___ RECORDS

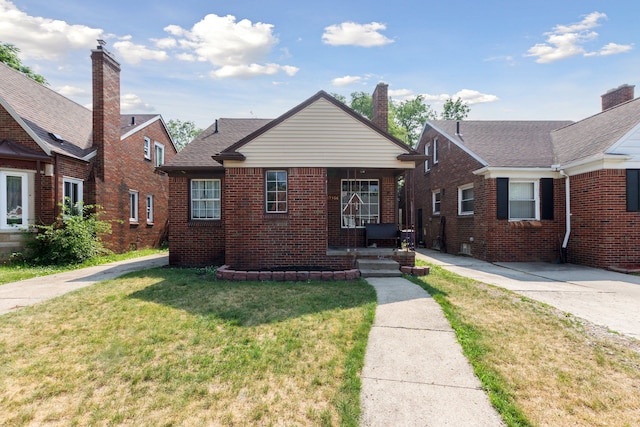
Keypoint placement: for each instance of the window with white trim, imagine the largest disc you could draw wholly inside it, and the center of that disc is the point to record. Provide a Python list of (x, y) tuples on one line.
[(523, 200), (435, 150), (14, 200), (427, 163), (465, 199), (133, 206), (149, 209), (205, 199), (435, 201), (147, 148), (72, 195), (360, 202), (159, 153), (276, 191)]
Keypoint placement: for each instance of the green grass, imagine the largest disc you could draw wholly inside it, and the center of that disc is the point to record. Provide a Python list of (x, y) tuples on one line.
[(177, 347), (538, 365), (14, 272)]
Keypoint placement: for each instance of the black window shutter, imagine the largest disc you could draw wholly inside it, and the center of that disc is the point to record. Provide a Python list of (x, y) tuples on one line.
[(502, 197), (546, 198), (633, 190)]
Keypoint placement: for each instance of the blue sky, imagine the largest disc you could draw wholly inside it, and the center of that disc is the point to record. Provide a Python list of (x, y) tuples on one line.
[(202, 60)]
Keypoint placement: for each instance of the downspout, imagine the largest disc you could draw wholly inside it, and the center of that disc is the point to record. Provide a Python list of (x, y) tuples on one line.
[(565, 242)]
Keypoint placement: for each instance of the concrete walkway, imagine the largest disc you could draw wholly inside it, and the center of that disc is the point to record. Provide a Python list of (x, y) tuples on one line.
[(414, 372), (602, 297), (16, 295)]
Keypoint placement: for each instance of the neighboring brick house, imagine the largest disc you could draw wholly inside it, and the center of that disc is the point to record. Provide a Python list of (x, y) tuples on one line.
[(496, 190), (53, 149), (261, 194)]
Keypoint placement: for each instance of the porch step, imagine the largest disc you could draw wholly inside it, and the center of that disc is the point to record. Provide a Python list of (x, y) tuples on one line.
[(378, 268)]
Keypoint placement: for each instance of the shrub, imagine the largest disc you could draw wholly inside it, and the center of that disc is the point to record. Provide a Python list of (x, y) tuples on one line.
[(73, 238)]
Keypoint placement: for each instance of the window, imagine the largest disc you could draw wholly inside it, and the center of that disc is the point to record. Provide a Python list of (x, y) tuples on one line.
[(435, 150), (72, 195), (522, 200), (276, 191), (149, 209), (133, 206), (360, 201), (205, 199), (427, 163), (147, 148), (435, 197), (465, 200), (159, 153), (14, 200)]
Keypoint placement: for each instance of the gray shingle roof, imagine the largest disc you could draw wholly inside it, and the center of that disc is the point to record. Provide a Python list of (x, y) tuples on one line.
[(46, 111), (198, 153), (504, 143), (594, 135)]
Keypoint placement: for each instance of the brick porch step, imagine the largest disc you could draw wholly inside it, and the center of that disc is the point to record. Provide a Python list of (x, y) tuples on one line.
[(378, 268)]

______

## WHAT IS ASKED:
Please rewrite the records above with "disc" replaced by "circle" and nothing else changed. Leave the pictures out.

## ANSWER IN FULL:
Keypoint placement: for each instance of the window with white trim, imagine the largest circle you could draw wholly inside it, and the center of that circle is the point to record. Provide a Python list of (x, y) tuples on one line.
[(523, 200), (435, 150), (14, 200), (427, 163), (465, 199), (133, 206), (149, 209), (205, 199), (435, 201), (147, 148), (72, 195), (360, 202), (159, 153), (276, 191)]
Keypoint placement: for each instance of the green grass, imagine the largest circle you could draw wholly inside it, and the center of that circle is the point to record. Provide a Python list of (x, y) tuples on one line.
[(177, 347), (538, 365), (14, 272)]
Keypoint placement: for each instance of the black window shutter, imagine the largest circle you could draw wholly inside it, and the center of that circle is the point to record. Provide a Python list of (x, y) tuples on one line.
[(502, 197), (546, 198), (633, 190)]
Keypoint placement: for each instance of the blue sky, imagine the largest circle you could draw wholly inside it, and the center of that circle is the point to record. Provide a Python list of (x, y) tuples on one line.
[(202, 60)]
Keypoint placement: for each instance of the downspout, imagine the largest circle you could draw wholly inside it, and the center of that circle is the point to record. Provide a Python list of (x, y) tuples on one line.
[(565, 242)]
Keypoint placement: for each instance of the concrete walkway, imagine the largest circle you could draw wholly inside it, and the center of that circle is the point to record. Provide a Python list of (x, y) tuples on one line.
[(414, 372), (602, 297), (16, 295)]
Keypoint placement: for each instance of the neighboring brick house, imagine the largest circle you could draw wholly inside it, and the center of that circle is the point to record. Provide a Python list of (x, y) tuples on one line.
[(496, 190), (53, 149), (261, 194)]
Keypoint placement: for each instance of the porch step, imagine the largest circle you could draw wholly inside it, and the center of that circle is the point to record. Provide a Python list of (x, y) tuples on one line.
[(378, 268)]
Keypoint placement: for each instance of the shrub, imagine the largest circle you could draw wholly inside it, and the center of that circle is the point to record. Provide a Python list of (x, y) tuples on one line.
[(73, 238)]
Keypoint placement: for each instance of the window, imagine the largest circle you could draw wholly inside it, and the center of that circle is the point to record. Provide a Python list of (x, y) tuples on one line.
[(435, 150), (72, 195), (522, 200), (276, 191), (149, 209), (133, 206), (360, 201), (205, 199), (427, 163), (147, 148), (435, 197), (465, 200), (159, 153), (14, 200)]
Keypoint placement: for each instance of the gray shingle roof, imagine the largest circle you could draw wholly inside it, and the center of that circle is the point to record. Provide a Python list of (x, y) tuples on one line.
[(46, 111), (198, 153), (504, 143), (594, 135)]
Keypoint placement: for each instance of the brick porch step, imagine the largest circle you could draw wholly inside it, and the center of that circle is the point to record. Provide a Python list of (x, y) tuples on one line.
[(378, 268)]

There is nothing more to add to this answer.